TO DO.
Take the entries from the line with "Challenge round — find the lapel" up to and including the line with "[268,459,609,600]". Write those lines out again with "Challenge round" swapped for "Practice round" and nothing else changed.

EXERCISE MATERIALS.
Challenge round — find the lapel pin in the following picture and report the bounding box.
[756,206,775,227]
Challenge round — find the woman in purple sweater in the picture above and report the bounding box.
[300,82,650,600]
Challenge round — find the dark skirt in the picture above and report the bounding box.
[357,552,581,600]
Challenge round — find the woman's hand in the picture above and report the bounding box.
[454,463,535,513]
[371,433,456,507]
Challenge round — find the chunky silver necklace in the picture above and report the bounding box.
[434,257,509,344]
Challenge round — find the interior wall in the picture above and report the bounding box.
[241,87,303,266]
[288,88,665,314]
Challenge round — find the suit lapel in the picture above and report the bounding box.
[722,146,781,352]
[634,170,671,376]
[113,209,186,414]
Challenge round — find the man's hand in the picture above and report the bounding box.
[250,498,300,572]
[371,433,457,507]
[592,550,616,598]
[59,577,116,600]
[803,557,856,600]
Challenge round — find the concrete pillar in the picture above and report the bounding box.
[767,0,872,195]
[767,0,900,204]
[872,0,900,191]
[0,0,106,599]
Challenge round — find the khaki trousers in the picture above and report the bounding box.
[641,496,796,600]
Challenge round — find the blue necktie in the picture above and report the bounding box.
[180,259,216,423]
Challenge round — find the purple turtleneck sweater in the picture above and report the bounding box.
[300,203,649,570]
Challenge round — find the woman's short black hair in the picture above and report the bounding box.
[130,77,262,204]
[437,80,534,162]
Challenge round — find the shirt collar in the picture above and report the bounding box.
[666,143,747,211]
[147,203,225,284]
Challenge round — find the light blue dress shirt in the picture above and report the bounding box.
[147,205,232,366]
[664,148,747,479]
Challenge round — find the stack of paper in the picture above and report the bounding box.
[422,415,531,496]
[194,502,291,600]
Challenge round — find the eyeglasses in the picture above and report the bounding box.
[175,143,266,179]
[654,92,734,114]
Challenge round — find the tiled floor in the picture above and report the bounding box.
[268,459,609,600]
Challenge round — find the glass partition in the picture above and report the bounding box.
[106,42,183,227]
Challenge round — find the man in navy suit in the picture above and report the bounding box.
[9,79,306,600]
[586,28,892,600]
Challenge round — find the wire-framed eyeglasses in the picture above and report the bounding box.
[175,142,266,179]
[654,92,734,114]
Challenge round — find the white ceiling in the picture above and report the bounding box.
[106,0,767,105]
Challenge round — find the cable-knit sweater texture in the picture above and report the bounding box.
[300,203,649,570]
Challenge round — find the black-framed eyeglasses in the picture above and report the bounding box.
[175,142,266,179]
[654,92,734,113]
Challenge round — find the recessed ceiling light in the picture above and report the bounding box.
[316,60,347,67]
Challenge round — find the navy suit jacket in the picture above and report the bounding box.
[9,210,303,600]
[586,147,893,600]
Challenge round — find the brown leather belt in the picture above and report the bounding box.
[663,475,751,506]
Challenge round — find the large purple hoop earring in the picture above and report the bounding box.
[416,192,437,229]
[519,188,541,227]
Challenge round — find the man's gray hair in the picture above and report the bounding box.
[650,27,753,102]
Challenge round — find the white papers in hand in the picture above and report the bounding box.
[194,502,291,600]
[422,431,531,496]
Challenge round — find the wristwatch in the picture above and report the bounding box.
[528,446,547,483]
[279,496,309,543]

* * *

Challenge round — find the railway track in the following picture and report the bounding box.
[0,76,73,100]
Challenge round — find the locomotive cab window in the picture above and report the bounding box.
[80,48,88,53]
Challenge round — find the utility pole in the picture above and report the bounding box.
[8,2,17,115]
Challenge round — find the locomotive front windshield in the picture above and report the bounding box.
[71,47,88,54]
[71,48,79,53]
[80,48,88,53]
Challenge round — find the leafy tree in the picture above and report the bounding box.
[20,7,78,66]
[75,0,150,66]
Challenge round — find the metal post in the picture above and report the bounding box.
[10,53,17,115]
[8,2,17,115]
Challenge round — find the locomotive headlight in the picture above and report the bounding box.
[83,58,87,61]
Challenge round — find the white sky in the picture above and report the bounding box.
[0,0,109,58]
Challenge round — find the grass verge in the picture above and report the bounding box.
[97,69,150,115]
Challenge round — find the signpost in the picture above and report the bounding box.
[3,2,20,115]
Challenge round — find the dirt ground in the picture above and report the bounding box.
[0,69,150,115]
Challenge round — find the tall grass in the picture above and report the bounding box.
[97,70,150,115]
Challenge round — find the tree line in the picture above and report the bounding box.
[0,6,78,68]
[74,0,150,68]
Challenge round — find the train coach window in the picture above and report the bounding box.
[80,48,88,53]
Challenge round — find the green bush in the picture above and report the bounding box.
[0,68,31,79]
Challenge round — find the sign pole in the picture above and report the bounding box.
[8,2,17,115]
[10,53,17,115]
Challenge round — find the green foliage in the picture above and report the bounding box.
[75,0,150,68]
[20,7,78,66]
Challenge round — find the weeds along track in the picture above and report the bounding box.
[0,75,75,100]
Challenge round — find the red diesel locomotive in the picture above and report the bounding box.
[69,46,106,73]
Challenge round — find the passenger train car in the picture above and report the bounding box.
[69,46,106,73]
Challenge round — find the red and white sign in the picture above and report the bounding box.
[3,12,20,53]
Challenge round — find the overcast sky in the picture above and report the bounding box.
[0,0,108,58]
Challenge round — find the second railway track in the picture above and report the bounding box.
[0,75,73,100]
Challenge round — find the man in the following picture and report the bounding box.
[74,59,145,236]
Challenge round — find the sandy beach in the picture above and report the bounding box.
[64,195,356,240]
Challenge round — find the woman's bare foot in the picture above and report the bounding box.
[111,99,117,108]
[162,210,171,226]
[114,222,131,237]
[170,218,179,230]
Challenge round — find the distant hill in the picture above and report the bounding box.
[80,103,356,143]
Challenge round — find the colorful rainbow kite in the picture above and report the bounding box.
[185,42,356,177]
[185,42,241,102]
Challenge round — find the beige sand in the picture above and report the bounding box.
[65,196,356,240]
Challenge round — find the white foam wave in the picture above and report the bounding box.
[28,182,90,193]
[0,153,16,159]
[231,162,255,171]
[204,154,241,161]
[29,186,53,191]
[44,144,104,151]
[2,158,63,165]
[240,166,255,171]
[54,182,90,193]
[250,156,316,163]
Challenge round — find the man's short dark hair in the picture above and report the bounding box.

RESULT OF THIS TASK.
Practice round — find the lapel pin in the following picture and report the bounding box.
[756,206,775,227]
Practice round — find the woman in purple sweater in the picture above and report the bounding box.
[300,82,650,600]
Practice round — find the dark skirt in the picture above and report the bounding box.
[357,552,581,600]
Practice round — find the woman's hand in the picture above and report the bounding box.
[454,463,535,513]
[371,433,456,507]
Practice round — find the chunky silver necklace in the picture above and report the bounding box.
[434,257,509,344]
Practice round — find the interior wall in the picture above and report the bounding box.
[241,87,303,266]
[288,88,665,314]
Practice round — find the suit lapel in the picture above and report the bounding box.
[722,146,781,352]
[634,170,671,376]
[113,209,186,414]
Practice round — find the man's hand in the picture above and report the bounding box.
[250,498,300,572]
[371,433,457,507]
[592,550,616,598]
[59,577,116,600]
[803,557,856,600]
Practice round — find the concrete pillar in the picture above and report the bounding box.
[767,0,872,195]
[767,0,900,204]
[872,0,900,191]
[0,0,106,599]
Practice round — find the khaki trousers in the picture above and report the bounding box.
[641,496,796,600]
Practice round — find the blue necktie in the picture above and report the bounding box.
[180,259,216,423]
Practice round — find the purple turtleneck sweater in the picture above and report the bounding box.
[300,203,649,570]
Practice round — find the woman's short black hair in the picture above and report the bounding box.
[130,77,262,204]
[437,80,534,162]
Practice round — find the shirt collar in the picture above and report the bounding box.
[666,143,747,211]
[147,203,225,284]
Practice round — find the light blue dress shirt in the picture above and report the bounding box.
[147,205,232,366]
[664,148,747,479]
Practice round — find the stack of paper in the picture above and report the bounding box.
[422,415,531,496]
[194,502,291,600]
Practice round — find the eyeglasses in the picture above and report the bounding box.
[175,143,266,179]
[654,92,734,114]
Practice round — find the tiled floor in the picture above and report the bounding box.
[268,459,609,600]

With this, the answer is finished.